+++ Document extract +++
Vocation and the Student

While many Americans conceive of the average student at an elite university as a wild-eyed leftist, the nation’s best and brightest actually seem to prefer stocks and bonds over socialism. Graduates of such esteemed universities like Harvard, Penn, and Princeton have gone to work in consulting or finance at such high rates (34, 36, and an eye-popping 60 percent, respectively). Color this writer skeptical, but the idea that graduates of elite colleges are drawn en masse to money and business management because of their deep personal call towards Wall Street seems unlikely. It has much more to do with the difference between career and vocation, and the way the former has taken ahold of our worldview.

The word vocation comes from the Latin noun vocatio, meaning a call or summons. The word might sound strange to us; a little oldfashioned or awkward. Certainly no one uses it in casual conversation: “So, what kind of vocation do you want to pursue?” seem like an off-kilter version of the usual questions adults ask college students about their “career.”

Career, however, is a word we are comfortable with. Our high schools host “career days,” colleges send us glossy pamphlets desperately trying to convince us that they and only they will help us on to the most successful career, and once on campus, we have the Office of Career Services. The meaning behind the word is clear as well: almost always something well-compensated, prestigious, or both. Jobs that are neither aren’t mentioned, or seen as a fairly quaint aspiration that young people will outgrow.

Of course, the modern university has been failing to help students in discerning their vocations for a long time. One of the clearest and most incisive indictments of careerism (though he never uses that specific term), was made by W.H. Auden in a speech, “Vocation and Society” to undergraduates at Swarthmore. He only taught here for three years (1942-1945) and had a somewhat ambivalent attitude about the college and the town. His poem about Swarthmore, “A Healthy Spot,” opens with the bland statement “They’re nice”—a fairly damning indictment. However, he remained connected to the college in one way or another for several decades, lecturing, giving interviews, and even donating some of his manuscripts to McCabe. But in his address, delivered in 1943 he outlined exactly what vocation is and how students might seek it.
+++ Data shown +++
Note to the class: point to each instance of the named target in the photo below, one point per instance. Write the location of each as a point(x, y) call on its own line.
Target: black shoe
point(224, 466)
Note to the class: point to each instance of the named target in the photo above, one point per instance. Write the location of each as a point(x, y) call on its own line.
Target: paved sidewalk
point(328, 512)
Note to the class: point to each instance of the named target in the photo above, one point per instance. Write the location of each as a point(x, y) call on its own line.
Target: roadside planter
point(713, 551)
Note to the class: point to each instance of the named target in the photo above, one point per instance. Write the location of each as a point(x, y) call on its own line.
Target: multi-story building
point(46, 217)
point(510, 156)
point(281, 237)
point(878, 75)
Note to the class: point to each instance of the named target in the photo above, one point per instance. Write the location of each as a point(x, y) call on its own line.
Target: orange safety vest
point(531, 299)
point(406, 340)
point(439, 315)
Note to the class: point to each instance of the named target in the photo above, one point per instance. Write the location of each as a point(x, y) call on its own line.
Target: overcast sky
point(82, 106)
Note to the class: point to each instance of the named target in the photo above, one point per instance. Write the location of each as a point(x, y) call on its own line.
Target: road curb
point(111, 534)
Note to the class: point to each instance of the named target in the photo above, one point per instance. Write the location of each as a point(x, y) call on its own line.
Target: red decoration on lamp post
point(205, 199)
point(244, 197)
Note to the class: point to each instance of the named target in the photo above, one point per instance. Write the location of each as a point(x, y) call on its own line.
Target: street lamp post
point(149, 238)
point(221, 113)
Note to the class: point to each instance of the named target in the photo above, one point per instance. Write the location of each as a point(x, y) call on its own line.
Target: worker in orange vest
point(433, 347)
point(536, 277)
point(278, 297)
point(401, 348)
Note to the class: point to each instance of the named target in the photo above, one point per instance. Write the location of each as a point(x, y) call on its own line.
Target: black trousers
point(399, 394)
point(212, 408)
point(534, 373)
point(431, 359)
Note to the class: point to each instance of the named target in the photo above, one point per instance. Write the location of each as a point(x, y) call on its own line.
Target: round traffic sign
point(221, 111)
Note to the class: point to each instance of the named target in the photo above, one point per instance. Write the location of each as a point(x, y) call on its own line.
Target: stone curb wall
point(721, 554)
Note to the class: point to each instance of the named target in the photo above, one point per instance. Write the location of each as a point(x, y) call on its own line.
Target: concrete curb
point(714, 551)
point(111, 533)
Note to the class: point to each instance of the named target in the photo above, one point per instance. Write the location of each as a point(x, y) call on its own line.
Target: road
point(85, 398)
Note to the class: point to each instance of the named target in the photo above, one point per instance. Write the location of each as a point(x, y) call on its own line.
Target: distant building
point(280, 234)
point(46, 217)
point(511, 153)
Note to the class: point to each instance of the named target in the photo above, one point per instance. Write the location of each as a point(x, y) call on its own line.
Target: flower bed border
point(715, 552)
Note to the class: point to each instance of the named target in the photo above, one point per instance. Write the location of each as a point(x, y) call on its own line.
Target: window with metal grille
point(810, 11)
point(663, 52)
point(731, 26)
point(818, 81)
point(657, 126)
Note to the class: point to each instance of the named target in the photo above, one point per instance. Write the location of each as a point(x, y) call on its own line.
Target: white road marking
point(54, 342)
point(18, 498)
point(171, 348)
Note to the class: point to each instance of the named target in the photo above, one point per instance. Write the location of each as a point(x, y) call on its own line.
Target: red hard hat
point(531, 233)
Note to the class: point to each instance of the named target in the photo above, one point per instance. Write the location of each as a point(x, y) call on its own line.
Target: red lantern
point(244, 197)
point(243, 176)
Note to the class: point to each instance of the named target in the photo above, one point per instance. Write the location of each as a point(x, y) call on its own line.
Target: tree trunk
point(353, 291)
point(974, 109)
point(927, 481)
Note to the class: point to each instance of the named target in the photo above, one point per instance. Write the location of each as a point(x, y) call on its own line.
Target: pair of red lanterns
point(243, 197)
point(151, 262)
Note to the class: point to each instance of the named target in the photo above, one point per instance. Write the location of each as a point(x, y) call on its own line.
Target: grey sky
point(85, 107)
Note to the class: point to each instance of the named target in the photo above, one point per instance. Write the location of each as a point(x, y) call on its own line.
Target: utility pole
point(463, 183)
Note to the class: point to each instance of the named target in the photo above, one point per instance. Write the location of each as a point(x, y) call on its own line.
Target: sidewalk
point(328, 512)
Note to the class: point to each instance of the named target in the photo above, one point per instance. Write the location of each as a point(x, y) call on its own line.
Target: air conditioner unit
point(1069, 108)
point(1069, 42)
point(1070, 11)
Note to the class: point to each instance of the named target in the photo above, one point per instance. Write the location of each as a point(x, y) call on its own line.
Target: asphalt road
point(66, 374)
+++
**Stated problem**
Summarize the "Vocation and the Student" text in three sentences. The rows aren't needed here.

**Output of the exercise**
Graduates of elite universities such as Harvard, Penn, and Princeton go into consulting or finance at high rates, which the text attributes less to a personal call toward Wall Street than to the difference between career and vocation. Vocation, from the Latin vocatio meaning a call or summons, sounds old-fashioned and awkward, while career is a familiar word that almost always means something well-compensated, prestigious, or both. The modern university has long failed to help students discern their vocations, and W.H. Auden's 1943 speech "Vocation and Society" to Swarthmore undergraduates is presented as a clear and incisive indictment of careerism.